▶ AIM OF THE TASK
Whatever appears in the listing must be reproduced exactly.

:: PROVIDED ENTRIES ::

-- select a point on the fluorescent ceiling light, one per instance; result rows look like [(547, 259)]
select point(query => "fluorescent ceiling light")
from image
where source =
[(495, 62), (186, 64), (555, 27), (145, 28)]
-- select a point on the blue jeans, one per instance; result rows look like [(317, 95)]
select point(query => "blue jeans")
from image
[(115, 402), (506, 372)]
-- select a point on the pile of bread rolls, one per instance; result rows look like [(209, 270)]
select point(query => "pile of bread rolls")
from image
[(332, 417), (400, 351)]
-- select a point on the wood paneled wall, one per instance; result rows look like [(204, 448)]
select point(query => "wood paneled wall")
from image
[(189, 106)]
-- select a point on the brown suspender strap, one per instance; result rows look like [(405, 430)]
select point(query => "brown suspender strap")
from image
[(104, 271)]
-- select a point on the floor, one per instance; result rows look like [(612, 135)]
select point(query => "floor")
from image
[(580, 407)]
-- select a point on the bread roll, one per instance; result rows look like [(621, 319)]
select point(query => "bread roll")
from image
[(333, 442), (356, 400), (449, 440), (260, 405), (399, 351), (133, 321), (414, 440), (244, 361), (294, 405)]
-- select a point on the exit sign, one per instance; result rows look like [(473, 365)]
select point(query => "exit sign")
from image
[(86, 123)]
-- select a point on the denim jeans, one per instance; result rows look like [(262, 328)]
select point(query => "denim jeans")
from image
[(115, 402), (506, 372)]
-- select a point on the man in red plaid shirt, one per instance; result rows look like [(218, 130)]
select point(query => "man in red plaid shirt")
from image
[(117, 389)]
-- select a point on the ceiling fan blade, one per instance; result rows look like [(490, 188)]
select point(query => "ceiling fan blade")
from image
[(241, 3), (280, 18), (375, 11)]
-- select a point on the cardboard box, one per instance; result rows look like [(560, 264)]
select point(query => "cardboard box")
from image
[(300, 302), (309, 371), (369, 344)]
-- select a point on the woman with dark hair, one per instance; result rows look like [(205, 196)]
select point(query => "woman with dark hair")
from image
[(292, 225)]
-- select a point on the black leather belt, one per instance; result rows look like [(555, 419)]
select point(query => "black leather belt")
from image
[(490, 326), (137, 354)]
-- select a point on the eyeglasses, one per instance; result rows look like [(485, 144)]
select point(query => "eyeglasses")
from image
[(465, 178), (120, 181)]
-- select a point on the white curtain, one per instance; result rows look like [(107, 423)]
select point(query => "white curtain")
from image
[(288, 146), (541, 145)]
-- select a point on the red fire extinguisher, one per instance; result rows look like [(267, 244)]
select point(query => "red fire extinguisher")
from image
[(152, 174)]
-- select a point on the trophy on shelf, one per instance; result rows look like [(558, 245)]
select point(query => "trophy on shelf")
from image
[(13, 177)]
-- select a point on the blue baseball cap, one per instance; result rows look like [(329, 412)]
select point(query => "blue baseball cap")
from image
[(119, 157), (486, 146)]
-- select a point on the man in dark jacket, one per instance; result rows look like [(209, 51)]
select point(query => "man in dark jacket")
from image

:::

▶ TASK OUTPUT
-- select a point on the fluorescent ceiling light, one per instance; result rows look like [(547, 259)]
select point(query => "fluorescent ceiling light")
from image
where source =
[(495, 62), (186, 64), (555, 27), (145, 28)]
-- select a point on the blue jeans, one per instance; result rows look like [(317, 95)]
select point(query => "blue jeans")
from image
[(115, 402), (506, 372)]
-- select a point on the pile of bread rolls, one per instance; result rows look like [(209, 270)]
select point(query => "pile of bread rolls")
from image
[(332, 417), (400, 351)]
-- select a point on the wood paneled wall, one per instance; result rows look like [(204, 448)]
select point(query => "wood paneled wall")
from image
[(189, 106)]
-- select a point on the brown suspender strap, one per instance; result rows look like [(405, 430)]
select point(query => "brown suspender strap")
from image
[(104, 271)]
-- select a point on the floor, one per instance; result rows look like [(612, 135)]
select point(query => "floor")
from image
[(580, 407)]
-- select a point on the bread roll, one per instance; result rows look like [(621, 319)]
select point(query => "bread roll")
from image
[(333, 442), (356, 400), (449, 440), (260, 405), (399, 351), (133, 321), (414, 440), (244, 361), (294, 405)]
-- select a point on the exit sign, one per instance; result rows look like [(473, 365)]
select point(query => "exit sign")
from image
[(86, 123)]
-- select a point on the denim jeans, one per instance; result rows look like [(262, 328)]
select point(query => "denim jeans")
from image
[(115, 402), (506, 372)]
-- select a point on the man in red plaid shirt, one per instance; result rows look like [(218, 130)]
select point(query => "man in red plaid shirt")
from image
[(117, 389)]
-- select a point on the ceiling fan blade, one per instance; result rows look like [(490, 188)]
select point(query => "ceiling fan blade")
from image
[(241, 3), (280, 18), (375, 11)]
-- select a point on the cardboard box, one per instance; result rows look like [(560, 264)]
select point(query => "cardboard box")
from image
[(300, 302), (309, 371), (369, 344)]
-- select a point on the woman with dark hair, one per instance; result rows look like [(205, 196)]
select point(query => "woman with dark hair")
from image
[(292, 225)]
-- select a point on the black leather belt, one per instance; result rows look like [(555, 419)]
select point(query => "black leather belt")
from image
[(490, 326), (137, 354)]
-- select a point on the eyeglasses, one per instance; result rows look like [(485, 144)]
select point(query => "eyeglasses")
from image
[(465, 178), (120, 181)]
-- select a point on the white curtain, one per instance; result rows look like [(107, 423)]
select point(query => "white curtain")
from image
[(288, 146), (541, 145)]
-- select a point on the red fire extinguisher, one per instance; result rows look like [(267, 244)]
select point(query => "red fire extinguisher")
from image
[(152, 174)]
-- select a point on the trophy on shelf, one per instance; result rows look like [(558, 245)]
select point(query => "trophy on shelf")
from image
[(13, 177)]
-- select a point on the blue baseball cap, one per instance; result rows look like [(329, 412)]
select point(query => "blue baseball cap")
from image
[(119, 157), (486, 146)]
-- select a point on the man in dark jacket, one per instance; result rows look like [(209, 51)]
select point(query => "man in dark jacket")
from image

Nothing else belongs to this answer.